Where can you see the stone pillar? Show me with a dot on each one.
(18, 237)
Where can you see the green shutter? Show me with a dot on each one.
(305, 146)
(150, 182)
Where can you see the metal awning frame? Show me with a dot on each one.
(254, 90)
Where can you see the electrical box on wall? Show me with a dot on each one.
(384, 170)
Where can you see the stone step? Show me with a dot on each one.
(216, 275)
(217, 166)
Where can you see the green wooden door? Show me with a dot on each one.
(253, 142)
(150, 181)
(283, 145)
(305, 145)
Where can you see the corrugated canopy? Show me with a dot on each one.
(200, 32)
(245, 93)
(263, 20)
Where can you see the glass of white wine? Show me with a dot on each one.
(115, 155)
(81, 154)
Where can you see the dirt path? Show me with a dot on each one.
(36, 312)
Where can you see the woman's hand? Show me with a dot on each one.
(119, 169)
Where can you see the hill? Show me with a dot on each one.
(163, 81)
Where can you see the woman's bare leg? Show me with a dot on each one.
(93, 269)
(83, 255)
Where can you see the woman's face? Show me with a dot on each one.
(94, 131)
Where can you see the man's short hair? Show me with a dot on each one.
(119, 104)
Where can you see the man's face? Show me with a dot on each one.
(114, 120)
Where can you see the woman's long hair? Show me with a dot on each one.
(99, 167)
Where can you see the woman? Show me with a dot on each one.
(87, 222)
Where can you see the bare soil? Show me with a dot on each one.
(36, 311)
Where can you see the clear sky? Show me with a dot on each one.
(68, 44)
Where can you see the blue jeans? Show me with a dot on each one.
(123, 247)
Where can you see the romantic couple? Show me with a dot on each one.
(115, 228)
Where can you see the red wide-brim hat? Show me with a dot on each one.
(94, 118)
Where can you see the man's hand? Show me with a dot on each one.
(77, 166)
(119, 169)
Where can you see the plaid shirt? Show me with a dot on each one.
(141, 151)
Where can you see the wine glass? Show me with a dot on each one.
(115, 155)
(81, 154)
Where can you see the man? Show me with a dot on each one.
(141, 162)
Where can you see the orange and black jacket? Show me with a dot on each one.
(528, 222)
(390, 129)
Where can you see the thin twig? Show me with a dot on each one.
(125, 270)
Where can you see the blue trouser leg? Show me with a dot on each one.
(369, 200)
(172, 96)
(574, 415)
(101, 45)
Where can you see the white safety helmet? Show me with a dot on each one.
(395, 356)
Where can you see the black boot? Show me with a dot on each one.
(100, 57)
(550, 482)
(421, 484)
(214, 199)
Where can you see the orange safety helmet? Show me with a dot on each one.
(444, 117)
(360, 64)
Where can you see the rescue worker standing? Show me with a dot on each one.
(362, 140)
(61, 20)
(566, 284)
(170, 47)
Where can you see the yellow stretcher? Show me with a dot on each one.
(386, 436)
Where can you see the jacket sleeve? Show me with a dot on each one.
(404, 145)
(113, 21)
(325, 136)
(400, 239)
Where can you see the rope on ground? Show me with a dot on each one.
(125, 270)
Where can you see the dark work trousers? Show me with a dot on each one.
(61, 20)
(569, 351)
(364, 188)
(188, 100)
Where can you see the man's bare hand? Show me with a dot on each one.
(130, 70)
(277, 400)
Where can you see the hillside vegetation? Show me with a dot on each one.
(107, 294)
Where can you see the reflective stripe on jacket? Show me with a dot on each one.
※
* **Exercise instructions**: The whole listing, restated word for word, is the expected answer.

* **Answer to this problem**:
Where can you see the stone pillar? Show me with a dot on each one.
(18, 237)
Where can you see the green shutter? Show me with a dot on each one.
(305, 146)
(150, 182)
Where can you see the metal awning frame? Show me with a dot on each one.
(254, 90)
Where can you see the electrical box on wall? Show me with a dot on each one.
(384, 170)
Where can you see the stone step? Show me with a dot on each one.
(216, 275)
(217, 166)
Where can you see the green wooden door? Show me with a dot on each one.
(253, 142)
(150, 181)
(283, 145)
(305, 145)
Where can you see the corrugated canopy? Show me with a dot on each one.
(200, 32)
(245, 93)
(263, 20)
Where can you see the glass of white wine? Show me with a dot on each one.
(115, 155)
(81, 154)
Where can you see the dirt path? Show me with a dot on each one.
(36, 312)
Where can you see the woman's hand? Show me with a dot on each one.
(119, 169)
Where can you see the hill? Show me with a dot on each one.
(163, 81)
Where can you see the woman's bare leg? Show me with a dot on each one.
(93, 269)
(83, 255)
Where can you see the woman's face? Show me with a dot on each one.
(94, 131)
Where can you see the man's short hair? Show me with a dot on each one.
(119, 104)
Where can you see the man's face? Show me with a dot on each one.
(114, 120)
Where can you see the woman's long hair? Show me with a dot on each one.
(99, 167)
Where can you see the woman? Show me with a dot on each one.
(87, 222)
Where can you see the bare soil? Show me with a dot on each one.
(36, 311)
Where can you see the clear sky? Show me with a dot on each one.
(68, 44)
Where can you see the blue jeans? Show me with a dot on each one.
(123, 247)
Where can you see the romantic couple? Show me with a dot on each one.
(115, 228)
Where can you see the red wide-brim hat? Show me with a dot on each one.
(94, 118)
Where can you see the man's hand? Show me with a dot on each one.
(77, 166)
(119, 169)
Where can you see the plaid shirt? Show me with a dot on each one.
(141, 151)
Where can you see the wine glass? Show me with a dot on each one.
(115, 155)
(81, 154)
Where can you see the man? Show me with a dot on each one.
(141, 162)
Where can you see the orange and black jacket? Show me with a dot on each one.
(528, 222)
(390, 129)
Where can you see the thin twig? Show me with a dot on each one.
(125, 270)
Where can you see the blue trouser leg? Show me with a dot on each one.
(369, 200)
(172, 96)
(574, 415)
(101, 45)
Where can you see the white safety helmet? Show me with a dot on each one.
(395, 356)
Where can you see the black boot? Show me with a dot on each one.
(100, 57)
(550, 482)
(421, 484)
(214, 199)
Where can you see the orange safety helmet? Show me with a dot on each one.
(444, 117)
(360, 64)
Where can you see the rescue worker standing? Show me with a dot on each one.
(362, 140)
(61, 20)
(566, 284)
(170, 47)
Where can you see the yellow stretcher? Show me with a dot on each one.
(386, 436)
Where can you see the jacket sleeve? Show me with a dot on each one.
(404, 145)
(113, 21)
(325, 136)
(400, 239)
Where can you see the rope on ground? Show me with a dot on each one.
(125, 270)
Where can you see the dark work trousers? Show me with a dot on each one.
(61, 20)
(569, 351)
(364, 188)
(188, 100)
Where can you see the man's bare hand? Show me with a dot on each one.
(130, 70)
(277, 400)
Where can you see the hillside vegetation? Show me with a dot on each one.
(107, 294)
Where can you see the reflective stripe on jacket? Show me with a dot on each one.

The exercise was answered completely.